■ Brief
Your task is to repeat the entries exactly. Leave the pictures out.

■ Data for this exercise

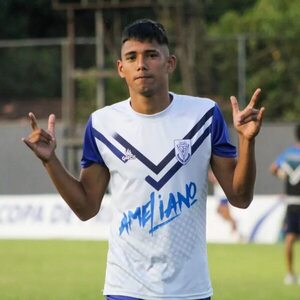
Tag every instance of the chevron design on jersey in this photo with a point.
(164, 162)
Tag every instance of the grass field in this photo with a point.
(73, 270)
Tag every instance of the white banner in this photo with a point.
(48, 217)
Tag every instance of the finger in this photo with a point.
(32, 120)
(248, 112)
(261, 114)
(234, 105)
(51, 125)
(28, 143)
(254, 98)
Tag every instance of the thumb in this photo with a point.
(234, 105)
(51, 125)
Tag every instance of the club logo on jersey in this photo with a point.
(183, 150)
(128, 155)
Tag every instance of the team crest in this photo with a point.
(183, 150)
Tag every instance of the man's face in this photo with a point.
(145, 66)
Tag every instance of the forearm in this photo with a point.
(244, 173)
(70, 188)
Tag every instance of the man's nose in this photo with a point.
(141, 63)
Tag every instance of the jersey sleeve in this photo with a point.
(91, 152)
(221, 144)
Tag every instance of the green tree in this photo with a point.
(272, 28)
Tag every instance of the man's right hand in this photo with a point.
(41, 142)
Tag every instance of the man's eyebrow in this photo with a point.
(146, 51)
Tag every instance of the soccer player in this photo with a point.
(155, 149)
(287, 167)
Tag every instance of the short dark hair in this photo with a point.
(297, 132)
(145, 30)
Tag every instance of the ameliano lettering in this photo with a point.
(159, 209)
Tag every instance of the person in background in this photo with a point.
(223, 207)
(287, 167)
(155, 149)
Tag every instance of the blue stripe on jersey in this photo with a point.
(109, 145)
(91, 153)
(157, 168)
(291, 156)
(221, 145)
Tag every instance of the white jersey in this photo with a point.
(158, 166)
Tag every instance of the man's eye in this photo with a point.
(130, 57)
(152, 55)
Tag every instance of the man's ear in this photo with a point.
(120, 68)
(172, 62)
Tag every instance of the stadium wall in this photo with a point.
(22, 173)
(48, 217)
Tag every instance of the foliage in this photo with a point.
(272, 28)
(203, 34)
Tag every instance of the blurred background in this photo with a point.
(58, 56)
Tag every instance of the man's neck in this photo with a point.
(150, 105)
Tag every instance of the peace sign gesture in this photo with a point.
(41, 142)
(248, 121)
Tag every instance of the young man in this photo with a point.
(155, 149)
(287, 167)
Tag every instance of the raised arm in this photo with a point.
(83, 195)
(237, 177)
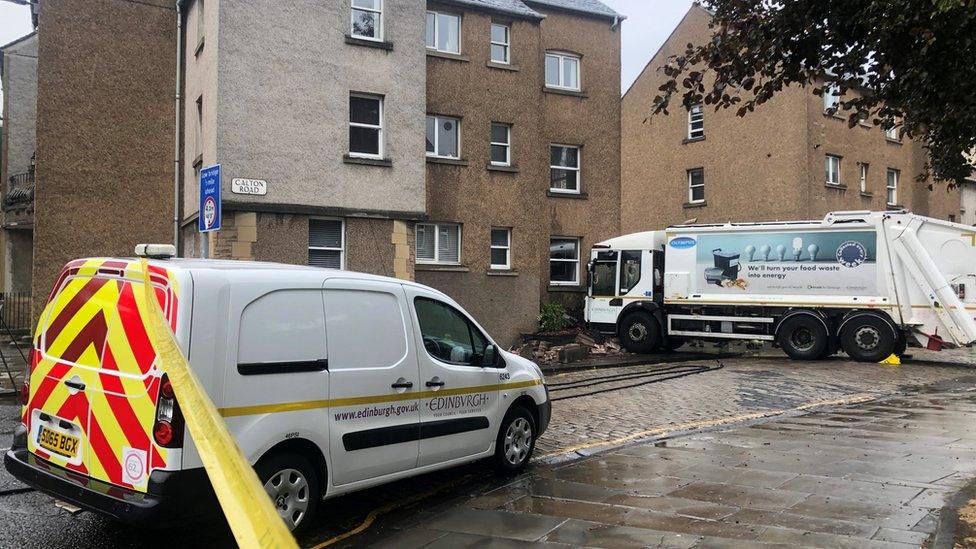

■ Your response
Tag every instance of the chevron design on jersey in this photo with a point.
(164, 162)
Tag every instance of the grass field in this photo with a point.
(73, 270)
Tag every instance of the white banner in this photo with a point.
(48, 217)
Tag every instance of the finger in this photo with a point.
(32, 120)
(248, 112)
(261, 114)
(234, 105)
(51, 125)
(28, 143)
(254, 98)
Tag every instance of the thumb in this photo with a point.
(234, 105)
(51, 125)
Tag every instance of the club logo on jersey in this photo with a point.
(183, 150)
(128, 155)
Tag every instance of the team crest in this photo with a point.
(183, 150)
Tag every instance of the man's face in this photo with a point.
(145, 66)
Tag every instance of the forearm in this photo with a point.
(244, 173)
(70, 188)
Tag every instance of the man's nose in this photo with a point.
(141, 63)
Tag every instance of the jersey sleeve in this photo with a point.
(91, 152)
(221, 144)
Tag every instance of the green tree in this photo with a point.
(272, 28)
Tag every instance of the man's right hand in this photo with a point.
(41, 142)
Tag every instance of the man's eyebrow in this photo with a point.
(146, 51)
Tag every instance of the soccer player in this photo with a point.
(155, 149)
(287, 167)
Tag every instance of the short dark hair in this photo with a point.
(297, 132)
(145, 30)
Tag every instance of the ameliano lettering in this photo with a point.
(159, 209)
Tag every instance of the person in background in this photo with a point.
(223, 207)
(287, 167)
(155, 149)
Tag every instance of the blue stripe on jersey in this photo with a point.
(109, 145)
(91, 153)
(157, 168)
(291, 156)
(221, 145)
Tag every instance of the white jersey in this photo with a point.
(158, 166)
Tag every instance of the man's eye in this photo with a point.
(130, 57)
(152, 55)
Tag every instance of the man's ear in this photo with a point.
(120, 68)
(172, 62)
Tag every instance of the stadium wall in this photo with a point.
(22, 173)
(48, 217)
Tag every instance of the foliage in this photo with a point.
(272, 28)
(203, 34)
Tag every instance of the blurred background in this photo with a point.
(58, 56)
Tag every instance of the man's neck in this photo with a point.
(150, 105)
Tag every instance of the peace sign gesture in this photo with a point.
(41, 142)
(248, 121)
Tag every instance of the young man in this photo with a point.
(155, 149)
(287, 167)
Tag every instance of the raised arm in this photo with a point.
(83, 195)
(237, 177)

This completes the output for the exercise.